- [Task statement]
Could you quote, word for word, the lines of the listing starting at the line that contains "the cow hoof" and ending at the line that contains "left=465, top=174, right=659, bottom=340", with both of those lines included?

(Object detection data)
§ §

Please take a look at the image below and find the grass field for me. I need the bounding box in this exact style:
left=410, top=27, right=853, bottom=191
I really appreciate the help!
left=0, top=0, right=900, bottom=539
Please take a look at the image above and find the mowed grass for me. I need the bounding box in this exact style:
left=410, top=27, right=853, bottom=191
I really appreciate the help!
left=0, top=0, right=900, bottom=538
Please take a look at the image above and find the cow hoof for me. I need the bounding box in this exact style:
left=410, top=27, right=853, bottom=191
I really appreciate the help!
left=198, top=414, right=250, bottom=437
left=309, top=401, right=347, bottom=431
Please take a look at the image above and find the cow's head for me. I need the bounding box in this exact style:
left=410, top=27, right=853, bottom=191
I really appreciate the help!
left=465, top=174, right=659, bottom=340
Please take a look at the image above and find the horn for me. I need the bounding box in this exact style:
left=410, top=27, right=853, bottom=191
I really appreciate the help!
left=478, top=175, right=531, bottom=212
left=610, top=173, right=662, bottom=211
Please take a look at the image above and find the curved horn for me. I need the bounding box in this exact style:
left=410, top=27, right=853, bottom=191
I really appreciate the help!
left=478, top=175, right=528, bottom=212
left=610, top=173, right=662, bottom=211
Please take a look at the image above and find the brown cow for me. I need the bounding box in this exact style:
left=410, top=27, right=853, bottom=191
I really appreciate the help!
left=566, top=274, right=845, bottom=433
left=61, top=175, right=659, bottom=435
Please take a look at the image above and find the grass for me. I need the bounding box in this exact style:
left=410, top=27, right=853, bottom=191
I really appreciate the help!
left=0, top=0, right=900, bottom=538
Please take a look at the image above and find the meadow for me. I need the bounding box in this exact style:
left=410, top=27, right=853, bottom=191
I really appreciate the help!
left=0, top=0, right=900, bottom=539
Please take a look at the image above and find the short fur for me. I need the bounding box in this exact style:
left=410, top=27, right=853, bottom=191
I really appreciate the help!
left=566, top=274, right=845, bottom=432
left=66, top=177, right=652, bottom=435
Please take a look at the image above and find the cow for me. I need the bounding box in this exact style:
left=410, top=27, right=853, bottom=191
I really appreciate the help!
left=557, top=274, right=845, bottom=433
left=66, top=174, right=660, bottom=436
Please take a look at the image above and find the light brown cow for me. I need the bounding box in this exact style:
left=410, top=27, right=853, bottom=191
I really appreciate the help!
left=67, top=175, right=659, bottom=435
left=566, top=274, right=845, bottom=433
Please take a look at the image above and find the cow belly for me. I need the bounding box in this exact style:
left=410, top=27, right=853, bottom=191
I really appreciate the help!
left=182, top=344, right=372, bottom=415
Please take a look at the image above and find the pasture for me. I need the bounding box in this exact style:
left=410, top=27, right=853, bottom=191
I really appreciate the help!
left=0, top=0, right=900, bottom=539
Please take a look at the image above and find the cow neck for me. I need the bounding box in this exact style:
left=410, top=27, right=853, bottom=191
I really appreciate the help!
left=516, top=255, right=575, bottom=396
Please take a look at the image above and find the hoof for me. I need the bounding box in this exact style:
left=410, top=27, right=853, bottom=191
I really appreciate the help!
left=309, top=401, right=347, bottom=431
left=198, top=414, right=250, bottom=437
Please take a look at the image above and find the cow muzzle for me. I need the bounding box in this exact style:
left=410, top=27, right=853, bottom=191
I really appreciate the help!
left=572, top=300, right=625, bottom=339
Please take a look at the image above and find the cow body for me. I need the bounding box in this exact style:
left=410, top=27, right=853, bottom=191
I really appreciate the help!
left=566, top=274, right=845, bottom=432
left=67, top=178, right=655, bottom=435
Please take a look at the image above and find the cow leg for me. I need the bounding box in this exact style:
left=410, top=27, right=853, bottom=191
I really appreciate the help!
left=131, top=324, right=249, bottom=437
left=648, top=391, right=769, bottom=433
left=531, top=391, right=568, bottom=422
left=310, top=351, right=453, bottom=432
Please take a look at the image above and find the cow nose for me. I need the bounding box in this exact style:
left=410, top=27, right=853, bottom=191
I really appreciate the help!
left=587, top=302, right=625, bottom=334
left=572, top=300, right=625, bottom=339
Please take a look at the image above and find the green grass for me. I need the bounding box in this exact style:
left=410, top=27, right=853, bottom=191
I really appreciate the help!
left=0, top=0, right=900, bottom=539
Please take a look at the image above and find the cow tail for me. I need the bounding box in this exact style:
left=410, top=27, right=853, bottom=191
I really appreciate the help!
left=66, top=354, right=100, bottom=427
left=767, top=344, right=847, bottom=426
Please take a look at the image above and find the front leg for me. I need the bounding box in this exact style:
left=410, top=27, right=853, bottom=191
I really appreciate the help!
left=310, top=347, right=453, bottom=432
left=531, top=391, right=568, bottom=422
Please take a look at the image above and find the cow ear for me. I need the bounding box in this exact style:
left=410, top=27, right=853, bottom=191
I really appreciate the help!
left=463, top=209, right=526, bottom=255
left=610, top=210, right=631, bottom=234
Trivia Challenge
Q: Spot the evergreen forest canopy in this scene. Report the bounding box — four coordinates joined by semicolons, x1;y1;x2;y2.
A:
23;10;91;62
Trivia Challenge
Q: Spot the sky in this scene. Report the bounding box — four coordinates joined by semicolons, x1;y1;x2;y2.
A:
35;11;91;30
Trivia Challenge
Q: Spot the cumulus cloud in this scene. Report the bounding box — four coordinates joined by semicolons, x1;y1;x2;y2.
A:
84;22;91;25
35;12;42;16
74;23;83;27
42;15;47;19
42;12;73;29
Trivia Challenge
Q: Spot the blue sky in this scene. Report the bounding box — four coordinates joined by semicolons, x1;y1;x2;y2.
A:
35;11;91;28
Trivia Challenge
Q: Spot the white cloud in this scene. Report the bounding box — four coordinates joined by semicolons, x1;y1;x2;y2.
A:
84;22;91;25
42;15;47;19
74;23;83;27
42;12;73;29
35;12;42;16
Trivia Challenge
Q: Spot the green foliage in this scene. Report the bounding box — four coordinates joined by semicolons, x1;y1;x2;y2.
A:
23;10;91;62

§ §

- [Result]
Please take a look at the image above and find the cow hoof for me. I need the bounding box in this exact style:
left=410, top=27, right=853, bottom=191
I really appreciate the help!
left=198, top=414, right=250, bottom=437
left=309, top=401, right=347, bottom=431
Please take a look at the image above and find the cow's head for me. I need the bounding box in this exact style:
left=410, top=27, right=853, bottom=191
I really appreciate the help!
left=465, top=174, right=659, bottom=340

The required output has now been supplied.